DIRECTIONS
Starting at the line that contains "Query: green leaf" and ending at the line that contains "Query: hanging dew drop", the lines below are to be given again exactly, with nothing added.

DATA PROVIDED
—————

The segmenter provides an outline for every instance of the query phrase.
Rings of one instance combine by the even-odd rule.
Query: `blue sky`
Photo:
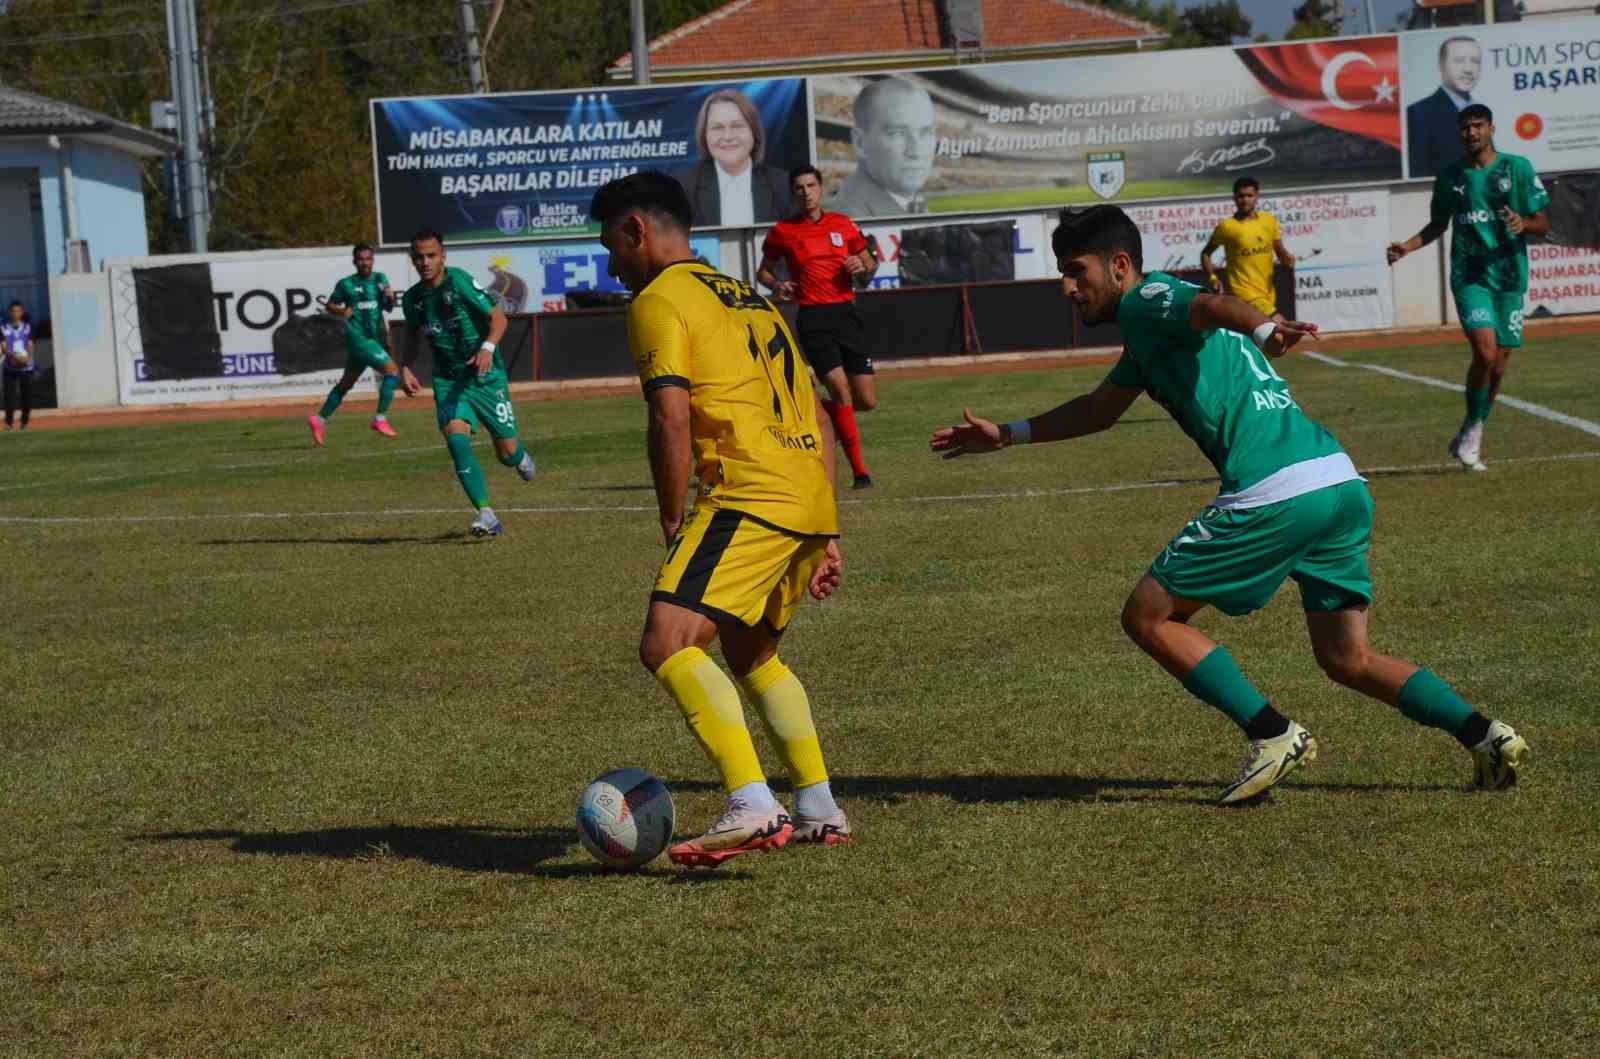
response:
[[[1209,0],[1178,0],[1178,6],[1198,7],[1207,2]],[[1355,9],[1355,17],[1345,20],[1346,31],[1365,33],[1366,0],[1353,0],[1353,2],[1344,0],[1344,2],[1346,6]],[[1239,7],[1250,17],[1254,32],[1280,38],[1289,32],[1289,27],[1294,24],[1294,9],[1299,6],[1298,0],[1239,0]],[[1387,33],[1394,29],[1395,19],[1401,13],[1409,11],[1411,6],[1411,0],[1372,0],[1372,14],[1378,23],[1378,32]]]

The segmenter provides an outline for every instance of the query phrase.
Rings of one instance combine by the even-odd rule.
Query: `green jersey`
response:
[[[385,309],[394,307],[392,303],[384,304],[383,289],[387,286],[389,277],[382,272],[374,272],[366,279],[361,278],[361,273],[353,272],[334,285],[333,293],[328,295],[328,304],[355,310],[355,315],[345,321],[347,338],[365,338],[380,345],[383,343],[383,313]]]
[[[437,287],[418,283],[400,299],[406,325],[420,327],[433,344],[433,374],[461,380],[476,376],[472,361],[489,334],[494,295],[478,286],[465,270],[446,267]],[[494,351],[494,365],[485,378],[505,377],[505,362]]]
[[[1177,420],[1217,469],[1215,507],[1256,507],[1358,477],[1339,441],[1295,404],[1289,384],[1245,335],[1196,331],[1189,306],[1202,293],[1165,272],[1122,296],[1126,347],[1106,377],[1144,390]]]
[[[1533,163],[1497,154],[1479,168],[1467,158],[1445,166],[1433,181],[1433,222],[1451,222],[1450,289],[1487,287],[1499,294],[1528,290],[1528,240],[1501,218],[1507,207],[1524,217],[1550,205]]]

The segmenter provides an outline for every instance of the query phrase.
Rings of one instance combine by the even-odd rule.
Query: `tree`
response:
[[[652,0],[660,36],[726,0]],[[172,97],[154,0],[0,0],[0,82],[148,125]],[[216,250],[371,240],[368,100],[467,91],[459,0],[205,0],[202,45],[216,129],[208,136]],[[486,58],[495,91],[601,84],[628,50],[628,5],[509,0]],[[480,21],[480,31],[484,28]],[[150,249],[187,249],[167,220],[159,162],[145,169]]]
[[[1178,16],[1169,48],[1207,48],[1232,44],[1250,36],[1250,19],[1239,10],[1239,0],[1213,0],[1191,7]]]
[[[1289,40],[1312,37],[1337,37],[1344,30],[1344,10],[1336,0],[1305,0],[1294,9],[1294,25]]]

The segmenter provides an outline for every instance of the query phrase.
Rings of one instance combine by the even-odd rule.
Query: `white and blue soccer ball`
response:
[[[644,769],[613,769],[578,796],[578,838],[608,868],[648,864],[672,841],[672,792]]]

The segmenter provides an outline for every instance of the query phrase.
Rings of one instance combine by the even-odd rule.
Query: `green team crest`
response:
[[[1089,190],[1103,199],[1115,198],[1128,182],[1127,155],[1121,151],[1096,151],[1089,155]]]

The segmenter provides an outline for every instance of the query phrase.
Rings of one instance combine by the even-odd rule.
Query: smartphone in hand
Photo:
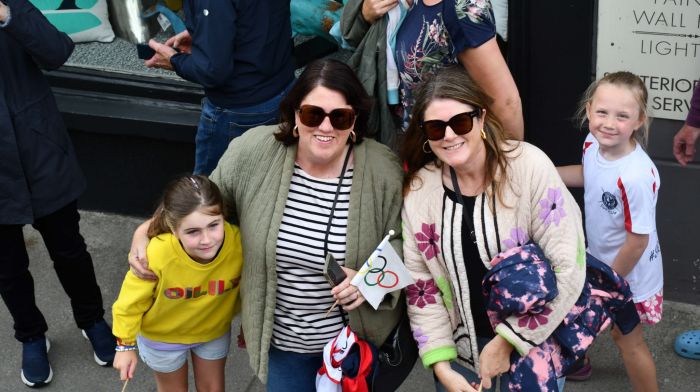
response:
[[[142,60],[148,60],[156,54],[156,51],[148,46],[148,44],[136,44],[136,52]]]
[[[323,263],[323,276],[326,277],[331,287],[339,285],[347,277],[343,268],[335,261],[335,257],[330,252],[326,253],[326,260]]]
[[[2,0],[0,0],[2,1]],[[176,52],[180,53],[180,49],[174,48]],[[156,51],[148,46],[148,44],[136,44],[136,53],[138,53],[141,60],[148,60],[156,54]]]

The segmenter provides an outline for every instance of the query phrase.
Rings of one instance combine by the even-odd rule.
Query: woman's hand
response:
[[[399,0],[364,0],[362,2],[362,17],[367,23],[373,24],[397,4],[399,4]]]
[[[178,48],[180,49],[181,53],[191,54],[192,36],[190,35],[189,31],[185,30],[177,35],[168,38],[168,40],[165,41],[165,46]]]
[[[148,239],[148,226],[151,220],[143,222],[134,230],[134,237],[131,239],[131,250],[129,251],[129,266],[131,272],[137,277],[145,280],[157,280],[158,277],[148,269],[148,258],[146,257],[146,247]]]
[[[333,287],[331,294],[346,311],[357,309],[358,306],[365,302],[365,297],[362,296],[360,290],[350,284],[357,271],[345,267],[341,268],[345,271],[347,277],[339,285]]]
[[[437,362],[433,365],[435,377],[449,392],[476,392],[478,385],[470,385],[469,381],[456,372],[447,361]]]
[[[485,389],[491,388],[491,378],[500,376],[510,369],[510,353],[513,346],[496,335],[484,346],[479,354],[479,377]]]
[[[134,378],[137,363],[138,355],[136,355],[136,351],[117,351],[114,354],[112,367],[119,371],[119,379],[125,381]]]

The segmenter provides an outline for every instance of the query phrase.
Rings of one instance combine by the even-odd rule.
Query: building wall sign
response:
[[[685,120],[700,79],[700,0],[600,0],[596,76],[627,70],[656,118]]]

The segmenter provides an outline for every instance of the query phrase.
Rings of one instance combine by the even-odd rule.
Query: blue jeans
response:
[[[243,132],[260,125],[277,124],[280,101],[293,85],[294,81],[269,100],[243,108],[220,108],[204,98],[195,137],[193,173],[211,174],[231,140]]]
[[[315,391],[316,373],[323,354],[302,354],[270,346],[267,364],[267,391]]]
[[[481,338],[481,337],[476,338],[476,345],[477,345],[477,348],[479,349],[479,352],[481,352],[481,350],[484,349],[484,346],[486,346],[486,344],[490,340],[491,339],[489,339],[489,338]],[[452,367],[452,370],[454,370],[454,371],[458,372],[459,374],[461,374],[462,376],[464,376],[464,378],[466,378],[467,381],[469,381],[470,383],[479,384],[479,382],[481,381],[479,379],[479,376],[475,372],[465,368],[462,365],[457,364],[456,362],[450,363],[450,366]],[[489,388],[489,389],[484,388],[484,389],[482,389],[482,391],[483,392],[496,392],[496,379],[499,379],[501,382],[500,392],[509,392],[510,391],[510,389],[508,389],[508,382],[510,381],[510,376],[508,373],[503,374],[501,377],[494,377],[493,379],[491,379],[491,388]],[[565,381],[566,381],[566,377],[562,377],[562,378],[557,380],[557,386],[559,387],[559,392],[564,392]],[[447,392],[447,389],[440,383],[440,381],[438,381],[437,377],[435,377],[435,390],[438,392]]]

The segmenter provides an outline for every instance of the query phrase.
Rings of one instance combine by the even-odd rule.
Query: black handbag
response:
[[[399,323],[378,350],[379,374],[372,382],[373,391],[395,391],[413,370],[418,359],[418,346],[408,315],[404,311]]]

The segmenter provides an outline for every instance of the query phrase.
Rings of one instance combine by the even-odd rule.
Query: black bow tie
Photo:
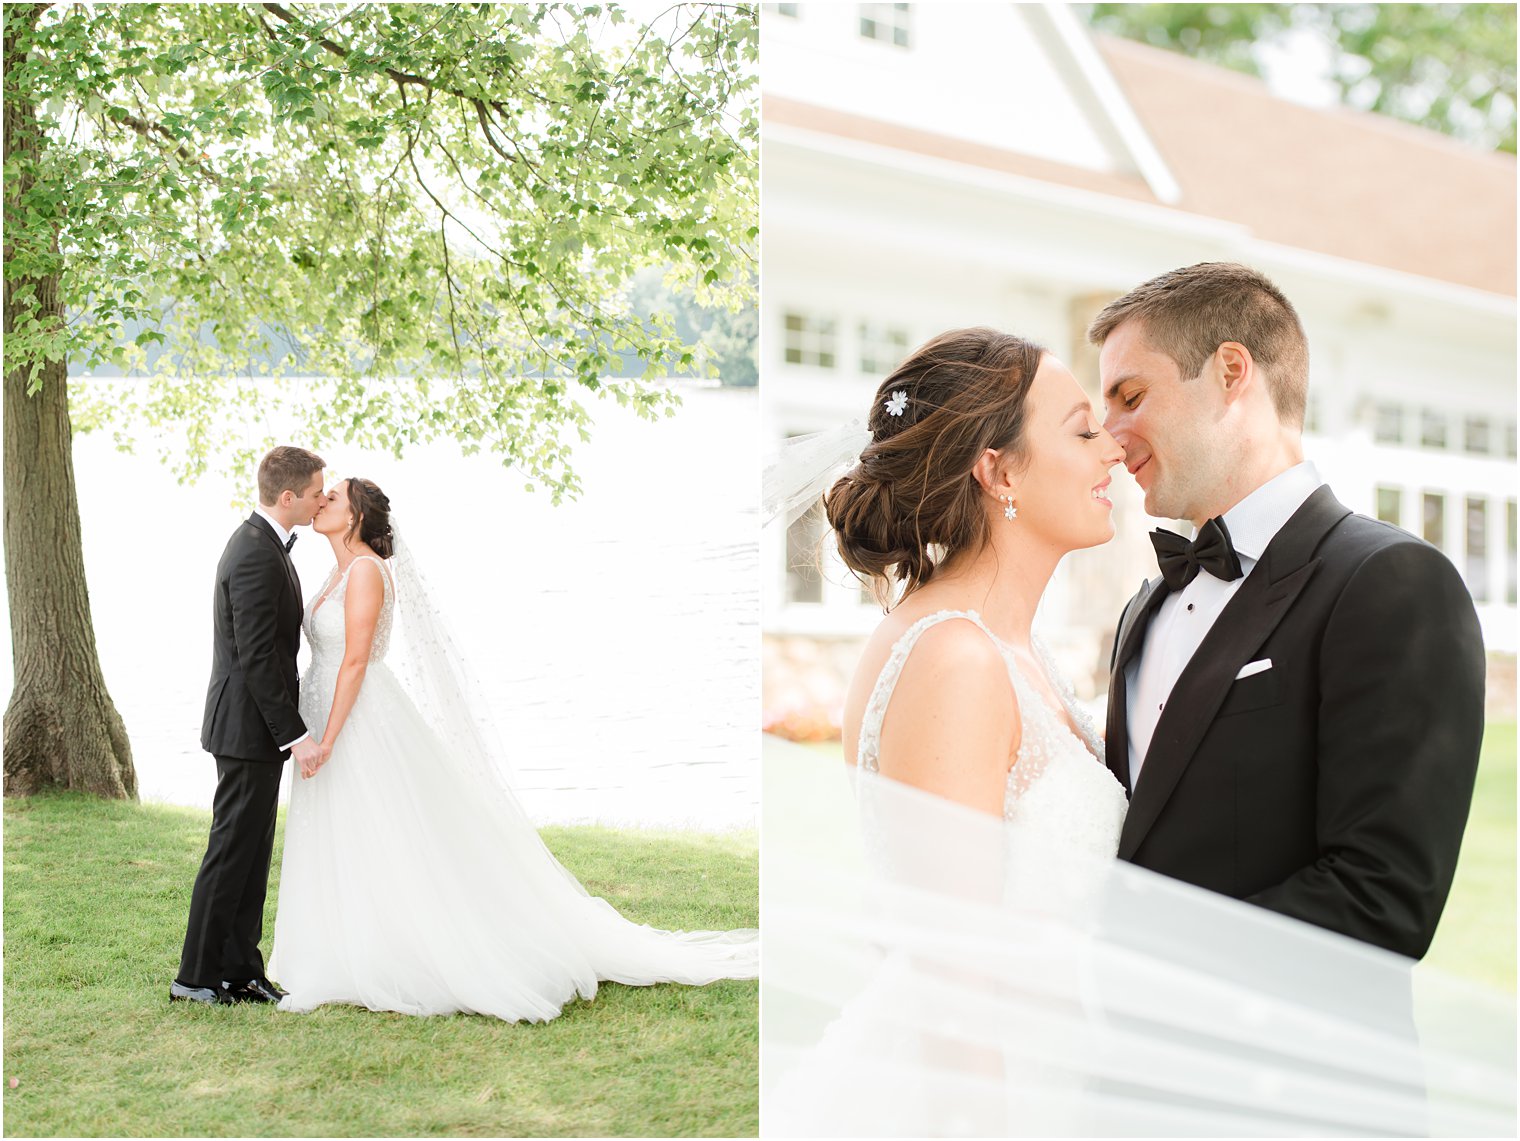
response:
[[[290,548],[293,547],[293,546],[295,546],[295,545],[296,545],[296,537],[295,537],[294,533],[292,533],[291,536],[290,536],[290,538],[288,538],[288,539],[285,540],[285,553],[288,555],[290,553]]]
[[[1223,519],[1210,519],[1198,529],[1191,543],[1181,535],[1157,527],[1151,532],[1151,546],[1156,548],[1156,562],[1167,590],[1181,590],[1198,577],[1200,569],[1221,582],[1234,582],[1245,572],[1240,556],[1230,543],[1229,528]]]

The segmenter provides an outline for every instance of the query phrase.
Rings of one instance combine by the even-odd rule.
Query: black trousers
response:
[[[264,896],[274,852],[283,763],[216,758],[211,838],[190,895],[190,921],[179,960],[186,986],[262,978]]]

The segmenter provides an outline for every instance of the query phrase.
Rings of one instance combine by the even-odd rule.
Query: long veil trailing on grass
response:
[[[391,531],[396,622],[390,660],[397,676],[448,755],[512,796],[511,758],[487,712],[490,705],[455,645],[406,536],[394,523]]]
[[[768,741],[768,1136],[1514,1136],[1509,995]]]

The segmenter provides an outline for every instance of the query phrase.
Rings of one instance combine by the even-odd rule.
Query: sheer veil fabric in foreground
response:
[[[360,561],[307,608],[301,713],[317,736]],[[291,791],[271,963],[290,992],[281,1008],[336,1002],[542,1021],[591,997],[598,981],[754,978],[757,932],[632,922],[554,858],[512,793],[488,706],[404,543],[382,578],[353,712],[331,759]],[[466,619],[471,605],[460,602]]]
[[[767,1136],[1513,1136],[1515,1012],[767,738]]]
[[[761,526],[779,519],[785,527],[807,514],[870,442],[870,429],[857,418],[783,443],[766,458],[760,475]]]

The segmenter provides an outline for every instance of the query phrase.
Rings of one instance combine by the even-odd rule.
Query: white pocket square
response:
[[[1262,658],[1259,662],[1247,662],[1240,667],[1240,672],[1235,675],[1235,680],[1239,681],[1241,678],[1250,677],[1252,674],[1266,673],[1271,668],[1271,658]]]

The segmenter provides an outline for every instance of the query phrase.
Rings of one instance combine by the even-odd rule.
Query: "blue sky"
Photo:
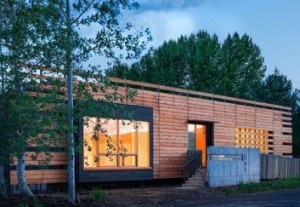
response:
[[[140,0],[140,9],[126,14],[137,27],[147,25],[149,46],[199,30],[223,40],[237,31],[261,48],[266,74],[275,67],[300,88],[300,0]]]

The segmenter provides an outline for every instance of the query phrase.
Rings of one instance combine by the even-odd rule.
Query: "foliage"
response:
[[[93,188],[89,192],[89,197],[95,201],[105,201],[107,199],[107,193],[101,188]]]
[[[300,93],[297,90],[297,105],[293,110],[293,156],[300,157]]]
[[[246,183],[239,184],[234,187],[226,187],[223,189],[227,195],[255,193],[259,191],[282,190],[300,187],[300,177],[279,179],[262,183]]]
[[[277,68],[264,79],[265,71],[260,48],[248,35],[234,33],[221,43],[200,31],[164,42],[139,62],[106,74],[292,107],[294,155],[300,156],[299,91]]]
[[[216,93],[255,100],[265,70],[260,49],[248,35],[228,35],[221,48],[221,83]]]
[[[120,21],[122,11],[138,7],[133,0],[1,1],[0,7],[0,112],[1,119],[7,120],[0,126],[1,147],[8,146],[18,156],[22,167],[17,169],[22,169],[22,183],[27,185],[24,173],[26,146],[40,142],[49,146],[50,137],[57,139],[61,137],[58,135],[67,134],[69,200],[74,202],[76,127],[73,122],[82,111],[74,109],[73,95],[76,94],[77,106],[88,105],[89,110],[93,108],[91,90],[105,93],[113,88],[114,92],[97,100],[112,102],[123,99],[115,92],[114,86],[99,76],[101,68],[86,62],[93,56],[104,57],[109,65],[136,58],[148,41],[149,31],[144,28],[135,30],[130,23]],[[97,29],[90,32],[91,27]],[[44,75],[49,68],[52,78],[39,79],[33,75],[37,72]],[[74,77],[74,68],[80,77]],[[61,73],[67,77],[67,82],[58,78]],[[51,90],[46,85],[52,87]],[[67,105],[65,97],[61,96],[66,85]],[[9,130],[5,131],[6,128]],[[44,147],[40,149],[44,150]],[[29,188],[27,190],[29,192]]]
[[[297,104],[297,92],[293,89],[292,81],[280,74],[277,68],[263,81],[259,94],[263,102],[293,108]]]
[[[107,65],[120,62],[124,58],[137,58],[145,47],[149,31],[143,28],[132,31],[134,28],[131,23],[124,23],[120,20],[124,10],[138,8],[134,0],[64,0],[55,1],[53,4],[54,8],[59,8],[57,25],[60,26],[52,41],[55,59],[51,60],[50,66],[62,70],[67,79],[68,200],[74,203],[74,146],[76,144],[74,142],[74,94],[77,92],[80,94],[76,96],[77,103],[88,104],[87,102],[91,101],[90,96],[86,96],[88,90],[84,84],[74,85],[74,69],[76,68],[76,72],[81,74],[80,81],[88,83],[93,79],[105,85],[106,82],[95,78],[96,75],[101,75],[100,65],[87,64],[87,62],[93,56],[102,57]],[[91,32],[92,28],[95,29]],[[146,36],[142,39],[144,35]],[[82,74],[84,74],[83,77]],[[96,87],[92,87],[94,88]],[[118,98],[115,93],[112,97],[105,95],[105,101]]]
[[[292,108],[293,155],[300,156],[300,116],[299,90],[294,89],[292,81],[276,68],[266,77],[257,93],[258,100],[266,103],[289,106]]]
[[[260,49],[248,35],[228,35],[220,43],[205,31],[164,42],[131,67],[108,76],[256,99],[265,73]]]
[[[17,205],[16,207],[28,207],[28,204],[23,203],[23,204]]]
[[[37,197],[32,198],[33,207],[44,207]]]
[[[40,0],[1,1],[0,8],[0,118],[5,120],[0,124],[0,151],[4,152],[0,159],[8,162],[11,157],[7,151],[17,156],[18,185],[21,191],[32,195],[24,172],[25,147],[42,133],[36,126],[42,127],[48,120],[40,113],[43,98],[30,96],[24,89],[37,89],[36,80],[29,80],[28,75],[35,73],[32,64],[46,64],[45,60],[51,57],[51,34],[56,28],[49,25],[57,20],[57,15],[53,4]]]

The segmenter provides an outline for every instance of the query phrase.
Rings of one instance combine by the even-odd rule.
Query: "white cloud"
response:
[[[177,39],[182,34],[190,34],[196,30],[196,22],[192,17],[176,11],[148,11],[140,15],[138,25],[149,26],[153,42],[151,45],[159,46],[165,40]]]

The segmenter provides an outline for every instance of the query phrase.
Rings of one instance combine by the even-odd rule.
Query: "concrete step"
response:
[[[180,190],[199,190],[203,188],[204,187],[181,187]]]
[[[182,184],[181,189],[196,190],[206,188],[203,178],[204,180],[207,180],[206,169],[201,169],[201,172],[197,170],[191,178],[188,178],[188,180],[184,184]]]
[[[185,187],[187,187],[187,188],[200,188],[200,187],[205,187],[205,185],[182,185],[181,186],[182,188],[185,188]]]

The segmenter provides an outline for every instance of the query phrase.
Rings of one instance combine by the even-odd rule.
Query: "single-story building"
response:
[[[85,144],[76,163],[77,182],[107,182],[182,178],[187,150],[202,151],[206,165],[208,146],[257,148],[261,153],[292,155],[291,108],[215,94],[112,78],[119,91],[137,90],[131,121],[122,117],[101,125],[95,138],[92,125],[101,114],[86,114],[90,124],[79,124]],[[102,94],[95,94],[102,96]],[[106,139],[110,137],[110,143]],[[87,148],[87,146],[92,146]],[[107,149],[113,148],[107,156]],[[30,148],[29,148],[30,150]],[[51,148],[46,166],[27,153],[28,184],[67,182],[67,155]],[[126,156],[124,156],[124,153]],[[36,159],[36,158],[35,158]],[[17,184],[16,166],[10,166],[10,184]]]

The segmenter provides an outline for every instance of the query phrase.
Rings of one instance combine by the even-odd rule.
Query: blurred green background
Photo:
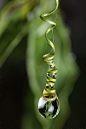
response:
[[[38,100],[48,65],[42,56],[51,48],[50,27],[39,16],[55,0],[0,0],[0,126],[2,129],[85,129],[86,127],[86,1],[60,0],[48,17],[57,23],[49,33],[56,47],[56,90],[61,111],[42,118]]]

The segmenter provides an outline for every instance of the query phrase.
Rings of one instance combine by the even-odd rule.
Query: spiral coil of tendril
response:
[[[53,21],[47,20],[46,17],[53,14],[57,10],[58,5],[59,5],[59,1],[56,0],[56,7],[54,10],[52,10],[49,13],[40,15],[40,18],[43,21],[48,22],[49,24],[52,25],[45,33],[45,38],[48,41],[48,43],[50,44],[50,46],[52,47],[52,52],[43,55],[44,61],[50,66],[50,68],[47,72],[46,86],[45,86],[45,89],[44,89],[43,95],[42,95],[48,101],[52,101],[52,100],[56,99],[56,97],[57,97],[56,90],[55,90],[55,82],[56,82],[56,74],[58,71],[53,62],[54,57],[55,57],[55,46],[54,46],[53,42],[51,40],[49,40],[47,37],[47,34],[55,28],[56,23]]]

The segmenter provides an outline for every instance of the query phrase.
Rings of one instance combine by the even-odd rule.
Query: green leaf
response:
[[[36,23],[36,24],[35,24]],[[38,30],[43,26],[38,18],[32,22],[33,29],[30,31],[27,46],[27,73],[30,81],[30,87],[34,94],[36,116],[43,126],[43,129],[62,129],[68,119],[71,109],[68,103],[68,97],[71,94],[74,83],[78,76],[78,66],[71,55],[71,41],[68,36],[61,15],[57,15],[57,27],[54,30],[55,35],[55,64],[58,69],[56,89],[60,99],[60,114],[52,121],[42,118],[37,109],[38,100],[42,95],[42,90],[46,83],[47,65],[42,60],[44,46],[46,44],[44,33],[39,35]],[[31,27],[32,27],[31,26]],[[45,26],[41,29],[44,30]],[[40,33],[41,33],[40,31]],[[43,31],[44,32],[44,31]],[[46,47],[48,51],[48,47]],[[71,57],[69,57],[71,55]],[[69,57],[69,58],[68,58]],[[55,122],[54,122],[55,121]],[[54,124],[53,124],[54,122]]]
[[[0,57],[0,67],[3,65],[8,56],[12,53],[15,47],[20,43],[21,39],[25,36],[26,33],[19,32],[18,35],[13,39],[13,41],[8,45],[4,53]]]

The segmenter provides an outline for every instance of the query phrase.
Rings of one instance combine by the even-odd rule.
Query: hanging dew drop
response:
[[[42,117],[47,119],[55,118],[60,111],[59,99],[56,98],[53,101],[47,101],[43,97],[39,99],[38,110]]]

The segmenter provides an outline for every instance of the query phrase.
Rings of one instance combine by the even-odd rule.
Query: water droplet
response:
[[[54,87],[54,85],[53,84],[51,84],[51,88],[53,88]]]
[[[53,78],[55,78],[55,73],[53,73]]]
[[[60,103],[58,98],[53,101],[47,101],[41,97],[38,102],[38,110],[42,117],[53,119],[59,114],[60,111]]]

—————

RESPONSE BELOW
Query: green leaf
response:
[[[36,23],[36,24],[35,24]],[[38,30],[43,26],[38,18],[32,22],[33,29],[30,31],[27,46],[27,73],[30,81],[30,87],[34,94],[36,116],[43,126],[43,129],[62,129],[68,119],[71,109],[68,103],[68,97],[71,94],[74,83],[78,76],[78,66],[71,55],[71,41],[68,36],[61,15],[57,15],[57,27],[54,30],[55,35],[55,64],[58,69],[56,89],[60,99],[60,114],[52,121],[42,118],[37,109],[38,100],[42,95],[42,90],[46,83],[47,65],[42,60],[44,46],[46,44],[44,33],[39,35]],[[31,27],[32,27],[31,26]],[[45,26],[41,29],[44,30]],[[40,33],[41,33],[40,31]],[[43,31],[44,32],[44,31]],[[46,47],[48,51],[48,47]],[[71,57],[69,57],[71,55]],[[69,57],[69,58],[68,58]],[[55,122],[54,122],[55,121]],[[54,124],[53,124],[54,122]]]
[[[0,57],[0,67],[3,65],[8,56],[12,53],[15,47],[20,43],[21,39],[25,36],[26,33],[19,32],[18,35],[13,39],[13,41],[8,45],[4,53]]]

The segmenter provides an outline for every instance of the query phrase.
Rings of one instance combine by the even-odd rule.
Query: hanging dew drop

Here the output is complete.